**Document excerpt**
________________________

Light barrier effect

Light can speed up the degradation of sensitive drugs. In particular, UV radiation can cause several chemical reactions, including oxidation, racemisation and isomerisation. These three reactions influence the structure of the formulation, although in different ways, and thus affecting the effectiveness of the therapy.

Primary packaging with light barrier properties, such as amber-coloured glass or plastics, prevent light from penetrating and damaging the medicine. This protection is crucial for drugs such as vitamins and some antibiotics, which are especially sensitive to light exposure.

Moisture barrier effect

Moisture can have negative effects on medicinal products, in particular it can be the cause of:

  • Alterations to the chemical structure through oxidation, hydrolysis and reduction processes.
  • Physical changes due to polymorphism, precipitation, loss of volatile compounds, separation or liquefaction.
  • Microbial growth due to the establishment of favourable environmental conditions for the growth of bacteria.

Materials with high moisture resistance, such as glass or plastics with barrier properties (such as PP or HDPE) are essential to keep the drugs dry and stable. Special additives compatible with polyolefins are also available to improve the active and passive moisture barrier. These are layers of active material applied to the inside of the container that keep the moisture content close to 0%, preventing degradation of the medicine.

________________________

**Information provided**
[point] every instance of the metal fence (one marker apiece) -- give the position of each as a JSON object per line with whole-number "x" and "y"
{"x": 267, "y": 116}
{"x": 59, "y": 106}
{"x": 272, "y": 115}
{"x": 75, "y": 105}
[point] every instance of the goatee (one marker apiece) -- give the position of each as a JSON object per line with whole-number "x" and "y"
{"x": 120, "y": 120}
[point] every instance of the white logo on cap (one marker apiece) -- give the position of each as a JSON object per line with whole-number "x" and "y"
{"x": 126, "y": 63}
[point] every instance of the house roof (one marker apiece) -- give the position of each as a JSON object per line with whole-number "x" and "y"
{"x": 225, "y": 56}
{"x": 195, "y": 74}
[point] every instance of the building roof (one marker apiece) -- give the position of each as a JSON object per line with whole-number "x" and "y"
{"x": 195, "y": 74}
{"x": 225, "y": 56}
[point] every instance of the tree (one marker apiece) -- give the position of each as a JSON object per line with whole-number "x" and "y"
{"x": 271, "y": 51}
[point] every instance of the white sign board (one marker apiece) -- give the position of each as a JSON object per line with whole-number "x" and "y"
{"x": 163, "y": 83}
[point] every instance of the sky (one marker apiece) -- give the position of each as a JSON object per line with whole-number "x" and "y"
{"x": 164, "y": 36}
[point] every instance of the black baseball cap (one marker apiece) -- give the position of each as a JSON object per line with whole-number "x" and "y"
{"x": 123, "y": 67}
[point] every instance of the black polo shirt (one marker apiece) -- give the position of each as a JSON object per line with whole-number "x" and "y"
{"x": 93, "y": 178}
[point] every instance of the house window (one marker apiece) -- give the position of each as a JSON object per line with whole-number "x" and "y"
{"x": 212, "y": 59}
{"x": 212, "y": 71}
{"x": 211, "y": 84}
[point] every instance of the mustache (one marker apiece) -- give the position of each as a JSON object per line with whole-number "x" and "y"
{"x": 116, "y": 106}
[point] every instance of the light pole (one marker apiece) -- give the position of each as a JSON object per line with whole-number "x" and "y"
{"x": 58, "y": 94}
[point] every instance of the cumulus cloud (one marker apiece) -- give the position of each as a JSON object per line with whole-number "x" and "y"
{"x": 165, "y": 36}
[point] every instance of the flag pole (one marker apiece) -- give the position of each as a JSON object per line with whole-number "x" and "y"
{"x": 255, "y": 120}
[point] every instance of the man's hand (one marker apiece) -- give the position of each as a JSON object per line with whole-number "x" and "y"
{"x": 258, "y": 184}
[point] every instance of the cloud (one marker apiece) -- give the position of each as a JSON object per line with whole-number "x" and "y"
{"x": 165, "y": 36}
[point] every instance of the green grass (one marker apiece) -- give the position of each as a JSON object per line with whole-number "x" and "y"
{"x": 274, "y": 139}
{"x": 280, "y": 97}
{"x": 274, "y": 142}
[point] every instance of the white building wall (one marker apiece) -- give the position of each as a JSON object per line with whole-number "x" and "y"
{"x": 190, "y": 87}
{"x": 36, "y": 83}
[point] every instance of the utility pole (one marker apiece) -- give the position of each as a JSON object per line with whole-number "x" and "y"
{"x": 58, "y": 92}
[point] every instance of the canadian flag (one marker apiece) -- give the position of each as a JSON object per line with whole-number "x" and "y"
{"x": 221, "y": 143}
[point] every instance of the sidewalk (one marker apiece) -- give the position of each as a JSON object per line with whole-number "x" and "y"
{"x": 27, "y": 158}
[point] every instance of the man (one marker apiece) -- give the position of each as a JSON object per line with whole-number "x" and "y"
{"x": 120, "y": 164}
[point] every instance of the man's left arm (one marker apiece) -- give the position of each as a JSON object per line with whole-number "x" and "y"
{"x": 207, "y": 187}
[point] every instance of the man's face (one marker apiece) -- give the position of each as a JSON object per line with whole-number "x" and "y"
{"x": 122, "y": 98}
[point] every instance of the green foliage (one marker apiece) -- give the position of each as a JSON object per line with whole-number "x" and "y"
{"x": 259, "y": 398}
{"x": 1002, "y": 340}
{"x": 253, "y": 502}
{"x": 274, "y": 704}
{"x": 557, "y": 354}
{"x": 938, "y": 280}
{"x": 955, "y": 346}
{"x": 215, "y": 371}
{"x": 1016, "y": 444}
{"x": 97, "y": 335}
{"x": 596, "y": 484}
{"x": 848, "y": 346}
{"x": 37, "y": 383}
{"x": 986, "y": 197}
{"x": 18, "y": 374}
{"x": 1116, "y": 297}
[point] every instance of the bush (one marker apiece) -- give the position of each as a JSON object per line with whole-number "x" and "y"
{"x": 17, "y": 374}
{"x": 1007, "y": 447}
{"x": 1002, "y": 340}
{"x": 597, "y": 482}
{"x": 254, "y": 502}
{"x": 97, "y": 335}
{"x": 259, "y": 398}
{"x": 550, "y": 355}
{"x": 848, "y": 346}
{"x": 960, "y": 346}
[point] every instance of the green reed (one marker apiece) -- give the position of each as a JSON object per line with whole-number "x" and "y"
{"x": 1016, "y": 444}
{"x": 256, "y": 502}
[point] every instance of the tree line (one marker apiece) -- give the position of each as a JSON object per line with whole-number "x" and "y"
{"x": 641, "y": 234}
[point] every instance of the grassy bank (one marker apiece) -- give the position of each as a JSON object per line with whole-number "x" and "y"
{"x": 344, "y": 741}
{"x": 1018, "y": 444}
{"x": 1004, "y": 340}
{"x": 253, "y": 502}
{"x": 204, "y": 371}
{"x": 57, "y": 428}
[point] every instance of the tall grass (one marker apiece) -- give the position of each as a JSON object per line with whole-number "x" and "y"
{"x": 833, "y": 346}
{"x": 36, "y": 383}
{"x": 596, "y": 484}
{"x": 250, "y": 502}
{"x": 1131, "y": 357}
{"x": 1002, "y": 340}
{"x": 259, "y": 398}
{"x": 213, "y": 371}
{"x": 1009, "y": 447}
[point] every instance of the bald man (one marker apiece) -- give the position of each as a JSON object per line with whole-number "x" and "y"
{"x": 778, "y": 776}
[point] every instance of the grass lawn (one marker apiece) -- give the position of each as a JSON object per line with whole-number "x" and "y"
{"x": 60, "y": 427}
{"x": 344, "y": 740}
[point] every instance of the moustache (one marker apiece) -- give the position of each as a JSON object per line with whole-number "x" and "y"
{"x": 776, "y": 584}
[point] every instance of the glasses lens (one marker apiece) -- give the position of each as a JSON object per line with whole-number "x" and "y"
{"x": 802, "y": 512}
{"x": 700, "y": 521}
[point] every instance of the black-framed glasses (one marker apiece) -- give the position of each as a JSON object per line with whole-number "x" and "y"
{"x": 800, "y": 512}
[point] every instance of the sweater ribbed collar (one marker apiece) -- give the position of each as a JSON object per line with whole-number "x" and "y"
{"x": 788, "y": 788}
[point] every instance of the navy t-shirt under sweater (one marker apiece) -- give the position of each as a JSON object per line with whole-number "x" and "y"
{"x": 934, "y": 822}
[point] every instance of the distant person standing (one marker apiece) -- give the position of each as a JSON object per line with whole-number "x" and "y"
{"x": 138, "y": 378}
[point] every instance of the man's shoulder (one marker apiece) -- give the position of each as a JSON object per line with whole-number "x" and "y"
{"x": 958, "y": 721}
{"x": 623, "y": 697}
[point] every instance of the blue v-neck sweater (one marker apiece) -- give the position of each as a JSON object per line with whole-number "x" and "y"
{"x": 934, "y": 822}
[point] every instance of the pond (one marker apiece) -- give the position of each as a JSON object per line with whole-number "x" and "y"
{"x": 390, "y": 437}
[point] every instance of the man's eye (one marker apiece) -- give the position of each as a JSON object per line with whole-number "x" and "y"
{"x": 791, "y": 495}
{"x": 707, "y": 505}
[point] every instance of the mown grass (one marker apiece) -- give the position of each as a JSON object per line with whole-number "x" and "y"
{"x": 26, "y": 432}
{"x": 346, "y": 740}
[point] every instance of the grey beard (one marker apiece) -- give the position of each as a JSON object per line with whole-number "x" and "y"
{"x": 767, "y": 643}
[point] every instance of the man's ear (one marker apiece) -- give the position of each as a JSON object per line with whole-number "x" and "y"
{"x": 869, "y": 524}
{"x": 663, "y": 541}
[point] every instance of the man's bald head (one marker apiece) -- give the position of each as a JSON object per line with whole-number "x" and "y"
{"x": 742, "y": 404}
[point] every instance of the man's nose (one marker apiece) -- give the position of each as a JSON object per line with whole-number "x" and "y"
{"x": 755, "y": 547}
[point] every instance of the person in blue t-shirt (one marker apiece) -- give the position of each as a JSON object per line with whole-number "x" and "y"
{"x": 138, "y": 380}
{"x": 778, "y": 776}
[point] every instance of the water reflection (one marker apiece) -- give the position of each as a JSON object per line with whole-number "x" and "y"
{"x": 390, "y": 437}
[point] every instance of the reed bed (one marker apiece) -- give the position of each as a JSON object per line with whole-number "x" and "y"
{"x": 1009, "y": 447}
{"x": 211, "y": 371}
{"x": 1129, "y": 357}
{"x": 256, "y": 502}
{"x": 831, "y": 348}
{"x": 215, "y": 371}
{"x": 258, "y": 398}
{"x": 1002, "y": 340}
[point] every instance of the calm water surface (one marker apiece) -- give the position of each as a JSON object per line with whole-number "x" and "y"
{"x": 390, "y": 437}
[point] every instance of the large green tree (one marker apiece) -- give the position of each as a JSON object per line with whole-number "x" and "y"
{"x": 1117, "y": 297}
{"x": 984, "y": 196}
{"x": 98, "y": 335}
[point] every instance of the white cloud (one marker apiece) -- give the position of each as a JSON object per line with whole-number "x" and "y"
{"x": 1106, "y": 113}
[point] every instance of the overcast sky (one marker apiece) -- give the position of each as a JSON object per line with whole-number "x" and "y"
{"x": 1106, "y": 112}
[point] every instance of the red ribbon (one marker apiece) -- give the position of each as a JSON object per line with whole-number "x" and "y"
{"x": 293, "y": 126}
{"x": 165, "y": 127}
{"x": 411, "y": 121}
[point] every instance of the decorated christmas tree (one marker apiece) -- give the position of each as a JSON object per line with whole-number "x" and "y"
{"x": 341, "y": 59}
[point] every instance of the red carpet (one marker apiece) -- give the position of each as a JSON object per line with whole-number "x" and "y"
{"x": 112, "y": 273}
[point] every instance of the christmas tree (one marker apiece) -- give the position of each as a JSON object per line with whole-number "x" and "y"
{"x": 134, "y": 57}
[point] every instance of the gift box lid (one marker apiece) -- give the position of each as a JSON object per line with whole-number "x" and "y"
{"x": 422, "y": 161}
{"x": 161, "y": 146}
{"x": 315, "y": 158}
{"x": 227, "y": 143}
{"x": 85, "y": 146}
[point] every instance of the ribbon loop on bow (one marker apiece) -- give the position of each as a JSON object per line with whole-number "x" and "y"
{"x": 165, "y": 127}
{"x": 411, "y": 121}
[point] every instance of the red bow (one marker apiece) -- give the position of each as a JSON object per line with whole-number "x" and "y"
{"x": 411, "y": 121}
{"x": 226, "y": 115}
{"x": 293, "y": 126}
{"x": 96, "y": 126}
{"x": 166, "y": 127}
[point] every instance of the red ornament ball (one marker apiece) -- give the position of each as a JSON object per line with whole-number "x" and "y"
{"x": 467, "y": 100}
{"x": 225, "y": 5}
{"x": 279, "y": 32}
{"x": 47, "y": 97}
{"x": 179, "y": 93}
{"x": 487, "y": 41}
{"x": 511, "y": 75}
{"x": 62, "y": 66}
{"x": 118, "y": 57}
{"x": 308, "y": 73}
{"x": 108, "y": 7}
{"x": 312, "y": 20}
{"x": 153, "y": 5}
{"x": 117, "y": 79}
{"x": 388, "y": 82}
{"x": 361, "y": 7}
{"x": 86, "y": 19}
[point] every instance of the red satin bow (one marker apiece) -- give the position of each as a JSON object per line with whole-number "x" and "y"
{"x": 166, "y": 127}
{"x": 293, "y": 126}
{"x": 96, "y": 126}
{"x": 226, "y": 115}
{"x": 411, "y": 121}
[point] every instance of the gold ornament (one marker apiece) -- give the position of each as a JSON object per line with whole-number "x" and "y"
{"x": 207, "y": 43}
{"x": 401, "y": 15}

________________________

**To do**
1/ Transcribe the portion of the pharmaceutical packaging text from "Materials with high" up to and including "of the medicine.".
2/ Go on with the text on pharmaceutical packaging barriers from the point where it stops.

**Answers to the problems**
1/
Materials with high moisture resistance, such as glass or plastics with barrier properties (such as PP or HDPE) are essential to keep the drugs dry and stable. Special additives compatible with polyolefins are also available to improve the active and passive moisture barrier. These are layers of active material applied to the inside of the container that keep the moisture content close to 0%, preventing degradation of the medicine.

2/
It is also possible to insert desiccant layers inside the capsules to further improve protection against moisture and ensure that the product retains its effectiveness throughout its shelf life.

Benefits for the protection of medicines

The barrier properties of primary pharmaceutical packaging offer several advantages:

  • Chemical stability: by protecting the drugs from oxygen, light and moisture, primary packaging ensures that the active ingredients remain stable and effective.
  • Patient safety: a drug that maintains its chemical integrity is safer for patients, as there is less risk of side effects due to degradation.
  • Extension of shelf life: by improving the drug's resistance to external agents, barrier packaging can extend the product’s shelf life.

Environmental benefits

In addition to protecting medicines, primary pharmaceutical packaging with barrier properties can have a positive impact on the environment. The use of advanced materials and innovative technologies can reduce the amount of barrier material required for packaging, thereby reducing the amount of material that is subsequently discarded. Reducing the amount of both primary and secondary packaging also leads to optimisation during transport and a lower fuel requirement, further reducing CO2 emissions.

In addition, more resistant materials can improve efficiency in the distribution chain, reducing the risk of spoilage and thus the waste of medicines.


The barrier properties of primary pharmaceutical packaging are essential for the protection of medicines against external factors such as oxygen, light and moisture. These materials ensure drug stability and efficacy, contributing to patient safety and extending the shelf life of products. Furthermore, the use of advanced packaging can offer significant environmental benefits, making the pharmaceutical industry more sustainable.

Given the high technical complexity of the material, a close collaboration with the packaging supplier is essential in order to be advised on the most suitable packaging material according to the chemical characteristics of the formulation.